• _Work instructions_
In the reply, include exactly the lines of the entries below from the first to the line with "mark: the innermost point of each instance of the cumulus", that line included.

• _Supplied records_
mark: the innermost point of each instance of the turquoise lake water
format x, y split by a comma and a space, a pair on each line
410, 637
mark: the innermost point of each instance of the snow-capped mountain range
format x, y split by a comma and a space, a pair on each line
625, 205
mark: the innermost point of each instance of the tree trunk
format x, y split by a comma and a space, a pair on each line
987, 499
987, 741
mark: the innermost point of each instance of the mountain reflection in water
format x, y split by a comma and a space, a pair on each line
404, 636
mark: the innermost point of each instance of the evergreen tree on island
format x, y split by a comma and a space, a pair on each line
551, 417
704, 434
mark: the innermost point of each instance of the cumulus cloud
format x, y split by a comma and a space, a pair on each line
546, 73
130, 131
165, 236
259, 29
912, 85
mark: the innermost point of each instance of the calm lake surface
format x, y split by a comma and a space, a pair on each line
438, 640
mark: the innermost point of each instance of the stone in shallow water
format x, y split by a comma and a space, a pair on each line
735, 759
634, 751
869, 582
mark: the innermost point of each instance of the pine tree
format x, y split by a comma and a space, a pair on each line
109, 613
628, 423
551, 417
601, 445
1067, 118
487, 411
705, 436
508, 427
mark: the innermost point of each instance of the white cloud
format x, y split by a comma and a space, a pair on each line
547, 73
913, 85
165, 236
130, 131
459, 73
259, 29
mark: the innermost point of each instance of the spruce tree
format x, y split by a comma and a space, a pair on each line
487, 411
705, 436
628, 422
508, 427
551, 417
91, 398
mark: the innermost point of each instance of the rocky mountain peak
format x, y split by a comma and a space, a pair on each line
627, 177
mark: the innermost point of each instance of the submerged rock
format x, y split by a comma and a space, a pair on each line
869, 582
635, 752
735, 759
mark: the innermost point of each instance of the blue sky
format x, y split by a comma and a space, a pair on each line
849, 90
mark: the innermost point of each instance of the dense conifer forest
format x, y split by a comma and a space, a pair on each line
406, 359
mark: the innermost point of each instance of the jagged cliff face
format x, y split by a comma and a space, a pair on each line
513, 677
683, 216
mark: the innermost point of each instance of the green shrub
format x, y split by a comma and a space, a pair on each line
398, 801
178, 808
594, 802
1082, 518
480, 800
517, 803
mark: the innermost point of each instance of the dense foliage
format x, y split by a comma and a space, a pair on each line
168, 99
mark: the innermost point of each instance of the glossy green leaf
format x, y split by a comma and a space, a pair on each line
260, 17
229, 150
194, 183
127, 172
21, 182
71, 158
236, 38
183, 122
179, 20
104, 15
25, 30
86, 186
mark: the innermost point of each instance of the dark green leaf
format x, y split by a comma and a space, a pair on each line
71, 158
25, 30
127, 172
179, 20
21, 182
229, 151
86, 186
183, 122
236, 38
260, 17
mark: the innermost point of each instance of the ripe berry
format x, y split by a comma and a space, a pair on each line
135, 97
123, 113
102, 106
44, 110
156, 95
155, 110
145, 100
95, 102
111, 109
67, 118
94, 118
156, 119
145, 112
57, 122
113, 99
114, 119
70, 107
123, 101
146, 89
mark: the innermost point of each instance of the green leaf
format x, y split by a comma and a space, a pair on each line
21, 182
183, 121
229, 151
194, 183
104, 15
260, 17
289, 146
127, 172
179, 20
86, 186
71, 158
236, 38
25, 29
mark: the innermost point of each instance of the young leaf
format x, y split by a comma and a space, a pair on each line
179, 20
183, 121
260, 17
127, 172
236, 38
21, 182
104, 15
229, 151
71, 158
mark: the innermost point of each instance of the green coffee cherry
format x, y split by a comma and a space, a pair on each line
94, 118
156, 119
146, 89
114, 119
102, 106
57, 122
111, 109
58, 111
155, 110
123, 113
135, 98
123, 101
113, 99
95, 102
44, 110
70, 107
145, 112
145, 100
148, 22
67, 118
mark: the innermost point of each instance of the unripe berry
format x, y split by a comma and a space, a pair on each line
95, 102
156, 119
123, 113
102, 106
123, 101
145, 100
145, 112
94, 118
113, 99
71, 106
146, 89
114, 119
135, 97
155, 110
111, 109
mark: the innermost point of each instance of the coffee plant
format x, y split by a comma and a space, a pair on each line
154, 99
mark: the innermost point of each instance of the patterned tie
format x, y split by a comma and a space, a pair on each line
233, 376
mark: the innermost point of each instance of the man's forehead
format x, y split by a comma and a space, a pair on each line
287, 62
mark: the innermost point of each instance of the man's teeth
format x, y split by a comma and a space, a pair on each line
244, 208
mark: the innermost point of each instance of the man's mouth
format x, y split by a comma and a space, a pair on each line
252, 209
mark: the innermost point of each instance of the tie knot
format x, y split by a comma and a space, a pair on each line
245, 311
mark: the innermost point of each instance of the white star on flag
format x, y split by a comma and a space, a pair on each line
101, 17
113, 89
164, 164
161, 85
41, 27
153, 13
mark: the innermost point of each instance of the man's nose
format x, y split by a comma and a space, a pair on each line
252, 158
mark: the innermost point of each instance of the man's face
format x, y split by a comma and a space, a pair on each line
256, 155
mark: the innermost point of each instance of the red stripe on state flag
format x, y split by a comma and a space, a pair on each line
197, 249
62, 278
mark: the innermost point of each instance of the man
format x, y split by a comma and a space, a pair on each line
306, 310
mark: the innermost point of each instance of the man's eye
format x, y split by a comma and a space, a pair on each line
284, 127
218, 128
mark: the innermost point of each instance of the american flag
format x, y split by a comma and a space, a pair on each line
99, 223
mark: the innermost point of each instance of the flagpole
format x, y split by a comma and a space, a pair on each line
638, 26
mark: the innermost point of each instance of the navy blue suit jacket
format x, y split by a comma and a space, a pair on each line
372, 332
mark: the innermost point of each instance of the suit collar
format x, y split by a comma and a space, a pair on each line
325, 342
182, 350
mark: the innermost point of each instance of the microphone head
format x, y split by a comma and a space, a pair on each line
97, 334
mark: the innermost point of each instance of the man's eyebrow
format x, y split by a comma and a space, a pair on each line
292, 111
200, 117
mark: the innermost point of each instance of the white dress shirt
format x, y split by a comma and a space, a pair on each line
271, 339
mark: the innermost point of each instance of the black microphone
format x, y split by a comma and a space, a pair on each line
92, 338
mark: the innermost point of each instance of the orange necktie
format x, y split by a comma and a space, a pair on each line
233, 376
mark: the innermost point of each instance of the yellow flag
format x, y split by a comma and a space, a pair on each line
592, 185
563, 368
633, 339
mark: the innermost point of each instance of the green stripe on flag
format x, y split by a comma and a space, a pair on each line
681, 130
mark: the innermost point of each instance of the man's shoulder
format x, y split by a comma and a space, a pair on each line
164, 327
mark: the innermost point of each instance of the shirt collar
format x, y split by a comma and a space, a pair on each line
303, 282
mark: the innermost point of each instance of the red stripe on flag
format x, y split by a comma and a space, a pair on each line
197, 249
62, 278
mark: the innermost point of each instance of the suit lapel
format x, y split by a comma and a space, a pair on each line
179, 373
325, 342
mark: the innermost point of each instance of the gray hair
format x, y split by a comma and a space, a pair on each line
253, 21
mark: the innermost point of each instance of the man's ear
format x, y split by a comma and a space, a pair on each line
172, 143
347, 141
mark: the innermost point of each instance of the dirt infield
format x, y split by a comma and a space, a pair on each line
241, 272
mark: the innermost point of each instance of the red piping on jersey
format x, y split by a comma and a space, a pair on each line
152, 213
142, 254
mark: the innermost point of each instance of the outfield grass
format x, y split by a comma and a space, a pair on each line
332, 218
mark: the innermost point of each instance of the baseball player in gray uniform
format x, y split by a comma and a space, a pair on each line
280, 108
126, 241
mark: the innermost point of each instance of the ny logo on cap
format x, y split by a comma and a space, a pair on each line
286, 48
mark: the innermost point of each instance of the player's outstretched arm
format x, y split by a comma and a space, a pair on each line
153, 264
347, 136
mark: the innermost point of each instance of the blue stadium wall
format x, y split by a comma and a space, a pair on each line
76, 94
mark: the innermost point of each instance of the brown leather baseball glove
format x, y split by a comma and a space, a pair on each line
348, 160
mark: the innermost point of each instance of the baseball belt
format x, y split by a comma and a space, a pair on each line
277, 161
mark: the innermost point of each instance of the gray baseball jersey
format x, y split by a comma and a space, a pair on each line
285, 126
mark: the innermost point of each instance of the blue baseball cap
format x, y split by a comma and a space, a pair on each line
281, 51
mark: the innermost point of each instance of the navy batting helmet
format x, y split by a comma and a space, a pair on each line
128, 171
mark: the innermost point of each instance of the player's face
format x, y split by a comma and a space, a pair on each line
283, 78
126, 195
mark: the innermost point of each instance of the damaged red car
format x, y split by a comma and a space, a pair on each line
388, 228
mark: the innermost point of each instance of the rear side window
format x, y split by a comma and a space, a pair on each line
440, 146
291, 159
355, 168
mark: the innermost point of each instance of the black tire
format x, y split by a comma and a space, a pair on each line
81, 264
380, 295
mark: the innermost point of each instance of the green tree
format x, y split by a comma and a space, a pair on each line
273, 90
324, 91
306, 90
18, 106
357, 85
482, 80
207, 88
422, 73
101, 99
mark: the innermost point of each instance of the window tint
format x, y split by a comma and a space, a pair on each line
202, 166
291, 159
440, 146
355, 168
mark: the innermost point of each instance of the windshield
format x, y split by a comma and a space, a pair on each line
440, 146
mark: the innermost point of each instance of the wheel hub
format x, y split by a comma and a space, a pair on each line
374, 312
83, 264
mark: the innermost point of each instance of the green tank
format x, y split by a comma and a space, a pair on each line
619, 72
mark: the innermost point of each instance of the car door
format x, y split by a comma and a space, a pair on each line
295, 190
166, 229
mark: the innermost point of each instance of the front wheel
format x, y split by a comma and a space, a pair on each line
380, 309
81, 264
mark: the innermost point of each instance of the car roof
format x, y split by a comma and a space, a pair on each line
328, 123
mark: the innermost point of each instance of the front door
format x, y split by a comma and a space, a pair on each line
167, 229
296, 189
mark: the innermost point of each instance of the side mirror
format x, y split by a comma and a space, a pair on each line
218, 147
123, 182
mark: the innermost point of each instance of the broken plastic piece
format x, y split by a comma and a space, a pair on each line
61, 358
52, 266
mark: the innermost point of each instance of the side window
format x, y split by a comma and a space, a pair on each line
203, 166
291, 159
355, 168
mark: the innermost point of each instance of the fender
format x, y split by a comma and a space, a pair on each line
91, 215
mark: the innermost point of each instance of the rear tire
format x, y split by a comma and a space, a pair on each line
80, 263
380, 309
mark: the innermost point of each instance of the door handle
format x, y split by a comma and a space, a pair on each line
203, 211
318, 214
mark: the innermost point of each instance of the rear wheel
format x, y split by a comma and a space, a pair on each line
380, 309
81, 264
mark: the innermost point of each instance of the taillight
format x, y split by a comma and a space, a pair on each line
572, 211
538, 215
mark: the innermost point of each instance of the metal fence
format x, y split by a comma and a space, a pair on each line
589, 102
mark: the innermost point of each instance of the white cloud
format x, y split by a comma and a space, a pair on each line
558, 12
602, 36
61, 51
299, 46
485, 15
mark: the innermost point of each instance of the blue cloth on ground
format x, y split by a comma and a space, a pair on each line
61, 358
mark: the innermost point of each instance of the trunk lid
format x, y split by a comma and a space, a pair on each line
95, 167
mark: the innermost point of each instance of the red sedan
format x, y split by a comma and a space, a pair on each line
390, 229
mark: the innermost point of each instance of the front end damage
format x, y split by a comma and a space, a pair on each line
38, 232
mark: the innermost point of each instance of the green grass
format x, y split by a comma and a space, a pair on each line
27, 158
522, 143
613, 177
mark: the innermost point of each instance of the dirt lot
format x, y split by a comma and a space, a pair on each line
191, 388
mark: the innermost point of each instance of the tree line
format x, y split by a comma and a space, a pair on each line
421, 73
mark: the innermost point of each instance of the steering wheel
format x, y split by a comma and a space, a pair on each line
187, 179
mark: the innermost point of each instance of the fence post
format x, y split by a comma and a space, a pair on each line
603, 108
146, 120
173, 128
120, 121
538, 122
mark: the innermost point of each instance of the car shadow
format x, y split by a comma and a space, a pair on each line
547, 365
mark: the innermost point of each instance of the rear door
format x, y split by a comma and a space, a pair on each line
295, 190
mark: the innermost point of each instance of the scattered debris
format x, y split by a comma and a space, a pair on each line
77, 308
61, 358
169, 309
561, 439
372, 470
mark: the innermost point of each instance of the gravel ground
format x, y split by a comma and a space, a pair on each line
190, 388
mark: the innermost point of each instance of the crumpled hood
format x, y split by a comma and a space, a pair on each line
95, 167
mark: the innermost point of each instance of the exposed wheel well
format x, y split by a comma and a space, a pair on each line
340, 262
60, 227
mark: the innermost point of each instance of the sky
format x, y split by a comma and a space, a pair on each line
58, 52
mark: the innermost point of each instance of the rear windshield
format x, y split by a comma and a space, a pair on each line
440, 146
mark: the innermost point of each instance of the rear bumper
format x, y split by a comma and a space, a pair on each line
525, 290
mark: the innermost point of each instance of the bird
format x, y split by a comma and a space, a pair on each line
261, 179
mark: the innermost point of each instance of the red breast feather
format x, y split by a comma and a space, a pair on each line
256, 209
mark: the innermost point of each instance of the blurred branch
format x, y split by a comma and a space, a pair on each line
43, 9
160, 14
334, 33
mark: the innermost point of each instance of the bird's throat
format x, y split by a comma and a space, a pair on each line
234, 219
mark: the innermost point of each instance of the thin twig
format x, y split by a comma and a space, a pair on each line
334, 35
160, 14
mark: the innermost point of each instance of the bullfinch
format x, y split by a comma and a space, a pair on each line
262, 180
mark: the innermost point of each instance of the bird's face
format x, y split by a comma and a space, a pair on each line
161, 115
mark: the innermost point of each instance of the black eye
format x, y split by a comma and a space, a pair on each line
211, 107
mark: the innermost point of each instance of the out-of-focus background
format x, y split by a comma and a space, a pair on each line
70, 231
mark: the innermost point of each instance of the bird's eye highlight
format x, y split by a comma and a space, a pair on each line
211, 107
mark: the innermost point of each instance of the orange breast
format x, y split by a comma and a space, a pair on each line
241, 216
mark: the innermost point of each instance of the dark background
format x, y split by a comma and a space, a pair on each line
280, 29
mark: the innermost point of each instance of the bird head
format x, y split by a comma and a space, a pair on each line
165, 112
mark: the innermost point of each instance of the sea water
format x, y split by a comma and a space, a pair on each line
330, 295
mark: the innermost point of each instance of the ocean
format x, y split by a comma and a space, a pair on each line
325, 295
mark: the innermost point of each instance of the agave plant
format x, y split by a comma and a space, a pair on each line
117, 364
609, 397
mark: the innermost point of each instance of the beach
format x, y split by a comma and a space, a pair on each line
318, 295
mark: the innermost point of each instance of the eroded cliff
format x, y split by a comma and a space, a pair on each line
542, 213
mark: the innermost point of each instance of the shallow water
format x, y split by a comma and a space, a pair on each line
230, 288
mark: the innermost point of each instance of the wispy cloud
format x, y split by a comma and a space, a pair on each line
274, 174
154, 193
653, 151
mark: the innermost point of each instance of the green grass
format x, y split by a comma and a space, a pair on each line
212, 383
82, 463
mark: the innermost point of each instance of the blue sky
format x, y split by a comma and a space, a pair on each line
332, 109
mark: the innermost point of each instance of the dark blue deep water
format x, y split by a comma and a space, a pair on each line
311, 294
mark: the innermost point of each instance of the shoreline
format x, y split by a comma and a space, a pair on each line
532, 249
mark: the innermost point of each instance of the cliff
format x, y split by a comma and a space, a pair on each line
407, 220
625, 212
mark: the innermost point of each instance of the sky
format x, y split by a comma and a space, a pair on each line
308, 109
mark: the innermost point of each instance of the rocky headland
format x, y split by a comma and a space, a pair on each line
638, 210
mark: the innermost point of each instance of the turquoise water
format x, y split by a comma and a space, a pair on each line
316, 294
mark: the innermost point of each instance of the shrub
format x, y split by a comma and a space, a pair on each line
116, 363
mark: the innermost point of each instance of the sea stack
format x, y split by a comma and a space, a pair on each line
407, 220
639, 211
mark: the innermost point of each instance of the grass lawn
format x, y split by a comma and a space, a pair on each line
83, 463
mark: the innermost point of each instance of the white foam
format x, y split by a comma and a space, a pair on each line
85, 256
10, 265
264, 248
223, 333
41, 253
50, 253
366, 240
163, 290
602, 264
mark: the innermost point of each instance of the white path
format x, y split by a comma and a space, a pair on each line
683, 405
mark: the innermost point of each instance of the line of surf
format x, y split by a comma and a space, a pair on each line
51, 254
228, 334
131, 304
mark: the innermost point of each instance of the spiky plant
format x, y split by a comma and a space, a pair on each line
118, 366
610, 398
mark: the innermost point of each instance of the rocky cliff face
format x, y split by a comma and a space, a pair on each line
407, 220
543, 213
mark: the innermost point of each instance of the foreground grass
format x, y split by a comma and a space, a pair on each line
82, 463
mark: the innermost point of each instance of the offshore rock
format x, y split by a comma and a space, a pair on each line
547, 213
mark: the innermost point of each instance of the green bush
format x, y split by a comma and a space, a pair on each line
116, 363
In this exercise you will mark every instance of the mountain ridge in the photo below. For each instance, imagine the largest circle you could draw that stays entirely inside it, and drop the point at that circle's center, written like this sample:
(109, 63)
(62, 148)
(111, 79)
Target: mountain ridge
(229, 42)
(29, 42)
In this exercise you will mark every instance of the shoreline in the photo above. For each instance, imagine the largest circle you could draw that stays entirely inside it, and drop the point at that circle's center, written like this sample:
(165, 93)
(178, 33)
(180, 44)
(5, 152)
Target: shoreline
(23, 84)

• _Exercise output_
mark: the innermost point of each instance of the turquoise lake water
format x, y split by a comma and a space, a pair on each line
410, 637
mark: the innermost point of each instance of the snow-capped mountain range
format x, y split by a comma and a space, a pair on each line
625, 205
mark: the innermost point of each instance of the tree trunk
format x, y split by a comma and a space, a pair on each line
987, 499
987, 741
mark: the innermost point of each instance of the mountain reflection in water
format x, y split by a comma and a space, a pair on each line
404, 636
mark: the innermost point of each instance of the evergreen tree on island
format x, y split by a comma and a space, a pair on each line
551, 417
704, 434
mark: the innermost point of each instance of the cumulus cloud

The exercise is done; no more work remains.